> Challenge:
Switch each "field turf" in the material below to "synthetic turf", leaving everything else unchanged, and write the lines out again without the pictures.

[Records from a point labeling set]
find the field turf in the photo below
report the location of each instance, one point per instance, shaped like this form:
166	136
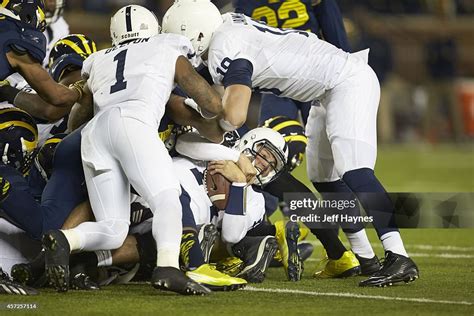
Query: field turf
444	256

> Answer to this problem:
find the synthetic turf in the photo below
report the location of each instance, one point per instance, shaped like this form:
166	136
Query: synthetic turf
444	256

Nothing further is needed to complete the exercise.